Textauszug →
* * *

Auf der Zielgeraden haben Bundestag und Bundesrat die Reform der Insolvenzanfechtung verabschiedet. Durch das Gesetz, welches mit Verkündung im Bundesgesetzblatt am 04. April 2017 in Kraft getreten ist, werden die Risiken der Insolvenz für die Geschäftspartner kriselnder Unternehmen verringert. Die von der Rechtsprechung geforderten strengen Anforderungen, die Zahlungsfähigkeit der Geschäftspartner zu überprüfen, werden damit entschärft.
Das Gesetz verfolgt das Ziel, den Wirtschaftsverkehr von Rückforderungen durch Insolvenzverwalter zu entlasten, die von der bisherigen Praxis des Insolvenzanfechtungsrechts ausgingen. Es sieht vor allem Eingrenzungen der sog. Vorsatzanfechtung vor, die in weiten Teilen den Anregungen aus der Wirtschaft folgten. Die Vorsatzanfechtung und die zu ihr ergangene höchstrichterliche Rechtsprechung standen schon seit langer Zeit in der Kritik. Denn sich lauter wähnende Geschäftspartner – und spätere Anfechtungsgegner – sahen sich bisher einer Reihe von schwer zu widerlegenden Vermutungen im rechtlichen Sinne ausgesetzt, die die Annahme der Kenntnis einer Zahlungsunfähigkeit des Geschäftspartners und damit eine Zurückgewährung von Leistungen an den Verwalter förderten. Hierbei handelte es sich oft um für sich genommen um (noch) unkritische Geschäftsvorfälle (wie z.B. dem Abschluss einer Ratenzahlungsvereinbarung, die keinen Aufschluss über die gesamten finanziellen Verhältnisse eines Geschäftspartners gab). Dies galt umso mehr, als die Vorsatzanfechtung nach geltendem Recht bis zu 10 Jahre zurückreichte.

* * *

Bildbezogene Zeigedaten:
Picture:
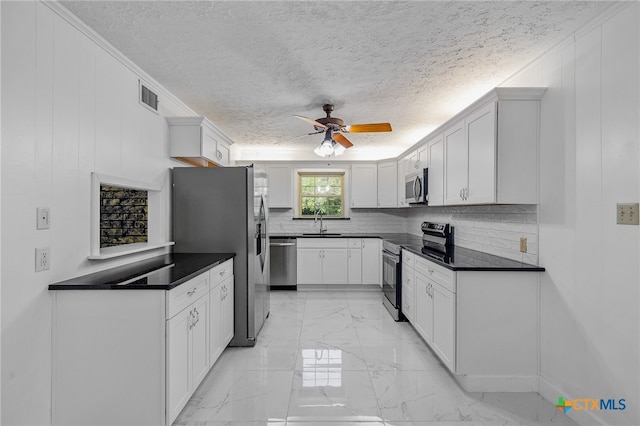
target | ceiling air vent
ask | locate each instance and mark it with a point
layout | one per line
(148, 98)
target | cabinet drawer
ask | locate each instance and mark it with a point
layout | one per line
(186, 293)
(437, 273)
(354, 243)
(322, 242)
(408, 258)
(221, 272)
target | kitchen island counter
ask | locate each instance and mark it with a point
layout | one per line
(158, 273)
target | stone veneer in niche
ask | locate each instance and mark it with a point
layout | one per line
(123, 216)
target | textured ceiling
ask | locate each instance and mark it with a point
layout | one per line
(249, 66)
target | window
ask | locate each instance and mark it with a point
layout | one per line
(321, 192)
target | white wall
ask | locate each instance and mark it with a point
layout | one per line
(73, 110)
(589, 162)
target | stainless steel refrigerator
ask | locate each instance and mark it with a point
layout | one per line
(224, 210)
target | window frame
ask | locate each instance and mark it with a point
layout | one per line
(340, 174)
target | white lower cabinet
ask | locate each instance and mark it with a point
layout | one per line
(322, 261)
(142, 352)
(178, 386)
(221, 309)
(481, 324)
(354, 257)
(339, 261)
(187, 354)
(226, 310)
(371, 261)
(309, 264)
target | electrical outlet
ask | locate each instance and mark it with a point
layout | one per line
(523, 244)
(42, 214)
(43, 259)
(627, 214)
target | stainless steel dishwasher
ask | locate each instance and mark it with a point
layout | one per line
(283, 263)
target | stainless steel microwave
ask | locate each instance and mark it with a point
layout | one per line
(416, 187)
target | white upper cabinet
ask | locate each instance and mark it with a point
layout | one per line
(364, 185)
(421, 158)
(456, 155)
(280, 186)
(195, 140)
(388, 184)
(491, 149)
(435, 153)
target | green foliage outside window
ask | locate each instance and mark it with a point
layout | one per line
(322, 193)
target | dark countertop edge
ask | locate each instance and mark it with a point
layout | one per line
(324, 218)
(153, 264)
(524, 267)
(292, 236)
(402, 240)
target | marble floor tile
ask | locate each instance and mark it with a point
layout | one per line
(399, 354)
(280, 330)
(329, 329)
(268, 354)
(382, 329)
(231, 395)
(333, 395)
(346, 355)
(337, 358)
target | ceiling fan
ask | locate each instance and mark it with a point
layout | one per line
(334, 141)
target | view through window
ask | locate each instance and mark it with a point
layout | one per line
(321, 193)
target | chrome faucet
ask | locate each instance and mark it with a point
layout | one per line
(315, 220)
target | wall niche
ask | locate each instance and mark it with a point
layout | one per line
(124, 214)
(122, 217)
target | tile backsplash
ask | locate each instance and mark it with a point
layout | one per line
(494, 229)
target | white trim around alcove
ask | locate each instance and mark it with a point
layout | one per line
(155, 204)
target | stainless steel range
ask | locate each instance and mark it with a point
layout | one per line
(392, 279)
(437, 242)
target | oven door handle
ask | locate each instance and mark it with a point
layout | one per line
(389, 255)
(417, 189)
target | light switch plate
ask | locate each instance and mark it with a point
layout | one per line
(43, 259)
(523, 244)
(43, 218)
(627, 213)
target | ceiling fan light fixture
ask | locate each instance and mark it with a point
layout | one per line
(325, 149)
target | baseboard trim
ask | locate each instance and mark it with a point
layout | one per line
(473, 383)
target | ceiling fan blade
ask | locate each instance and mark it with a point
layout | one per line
(306, 134)
(342, 140)
(371, 127)
(310, 121)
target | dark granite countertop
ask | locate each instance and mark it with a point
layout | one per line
(463, 259)
(327, 235)
(158, 273)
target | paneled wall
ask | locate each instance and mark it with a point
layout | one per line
(590, 155)
(69, 108)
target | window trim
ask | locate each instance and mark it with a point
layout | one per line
(340, 174)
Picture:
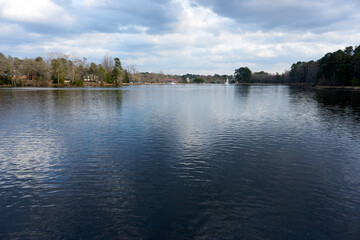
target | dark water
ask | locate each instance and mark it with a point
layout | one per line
(179, 162)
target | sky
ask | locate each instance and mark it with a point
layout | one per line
(181, 36)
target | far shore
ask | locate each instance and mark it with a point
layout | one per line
(348, 88)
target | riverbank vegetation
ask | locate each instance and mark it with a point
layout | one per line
(339, 68)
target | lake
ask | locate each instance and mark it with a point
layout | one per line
(179, 162)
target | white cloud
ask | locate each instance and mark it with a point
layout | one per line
(34, 11)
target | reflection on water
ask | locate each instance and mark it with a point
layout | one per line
(179, 162)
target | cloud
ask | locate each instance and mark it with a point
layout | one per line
(39, 11)
(288, 15)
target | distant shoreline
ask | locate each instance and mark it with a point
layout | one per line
(347, 88)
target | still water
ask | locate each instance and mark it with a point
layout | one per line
(179, 162)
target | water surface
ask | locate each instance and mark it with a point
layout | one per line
(179, 162)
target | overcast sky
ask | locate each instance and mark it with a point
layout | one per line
(181, 36)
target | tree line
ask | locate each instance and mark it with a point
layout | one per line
(60, 69)
(339, 68)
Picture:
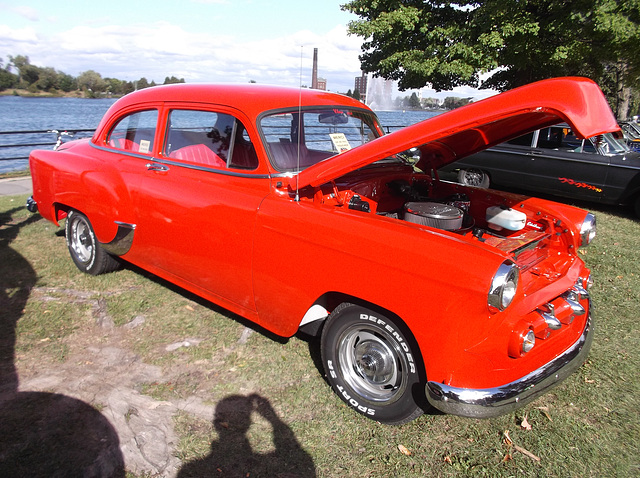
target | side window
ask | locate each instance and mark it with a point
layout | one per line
(522, 140)
(550, 138)
(210, 139)
(135, 132)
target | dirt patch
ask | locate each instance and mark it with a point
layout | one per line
(101, 370)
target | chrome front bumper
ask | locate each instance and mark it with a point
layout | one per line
(492, 402)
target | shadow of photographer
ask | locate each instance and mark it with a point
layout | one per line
(42, 434)
(232, 454)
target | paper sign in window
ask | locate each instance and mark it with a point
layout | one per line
(340, 142)
(144, 146)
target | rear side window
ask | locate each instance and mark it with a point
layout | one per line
(135, 132)
(524, 140)
(210, 139)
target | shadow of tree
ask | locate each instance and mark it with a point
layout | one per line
(42, 434)
(232, 454)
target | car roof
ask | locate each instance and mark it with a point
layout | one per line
(253, 99)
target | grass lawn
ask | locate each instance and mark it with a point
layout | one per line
(588, 426)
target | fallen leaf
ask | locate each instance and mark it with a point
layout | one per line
(545, 412)
(526, 452)
(507, 438)
(403, 449)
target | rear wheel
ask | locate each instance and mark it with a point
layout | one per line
(473, 177)
(86, 252)
(372, 364)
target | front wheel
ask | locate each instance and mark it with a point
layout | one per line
(473, 177)
(372, 364)
(86, 252)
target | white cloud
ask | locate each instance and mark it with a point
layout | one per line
(16, 36)
(162, 49)
(29, 13)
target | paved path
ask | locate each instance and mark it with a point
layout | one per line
(15, 186)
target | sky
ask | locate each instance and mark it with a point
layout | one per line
(231, 41)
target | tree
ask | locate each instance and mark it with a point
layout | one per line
(91, 82)
(7, 79)
(47, 79)
(414, 102)
(453, 102)
(448, 44)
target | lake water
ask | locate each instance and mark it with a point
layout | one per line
(42, 114)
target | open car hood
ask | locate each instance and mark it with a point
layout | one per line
(464, 131)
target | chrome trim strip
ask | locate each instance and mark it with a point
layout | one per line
(121, 244)
(152, 159)
(492, 402)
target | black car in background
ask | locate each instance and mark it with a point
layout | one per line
(554, 161)
(631, 130)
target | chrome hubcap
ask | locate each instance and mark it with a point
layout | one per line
(81, 240)
(372, 366)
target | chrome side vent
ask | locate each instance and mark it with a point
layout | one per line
(550, 318)
(564, 309)
(575, 306)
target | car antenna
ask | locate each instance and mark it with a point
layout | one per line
(298, 131)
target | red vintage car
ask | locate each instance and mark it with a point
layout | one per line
(292, 209)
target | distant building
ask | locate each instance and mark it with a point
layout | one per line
(314, 71)
(361, 86)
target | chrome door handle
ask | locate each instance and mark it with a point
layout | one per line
(157, 167)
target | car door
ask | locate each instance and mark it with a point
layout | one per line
(564, 165)
(198, 205)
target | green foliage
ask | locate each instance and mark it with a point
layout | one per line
(448, 44)
(36, 79)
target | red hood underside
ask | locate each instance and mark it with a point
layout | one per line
(464, 131)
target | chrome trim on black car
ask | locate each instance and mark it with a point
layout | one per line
(492, 402)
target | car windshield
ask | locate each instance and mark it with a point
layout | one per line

* * *

Schreib aus dem Text über die Reform der Insolvenzanfechtung den Teil zwischen „Auf der Zielgeraden“ und „werden damit entschärft.“ genau ab, beide Stellen eingeschlossen.

Auf der Zielgeraden haben Bundestag und Bundesrat die Reform der Insolvenzanfechtung verabschiedet. Durch das Gesetz, welches mit Verkündung im Bundesgesetzblatt am 04. April 2017 in Kraft getreten ist, werden die Risiken der Insolvenz für die Geschäftspartner kriselnder Unternehmen verringert. Die von der Rechtsprechung geforderten strengen Anforderungen, die Zahlungsfähigkeit der Geschäftspartner zu überprüfen, werden damit entschärft.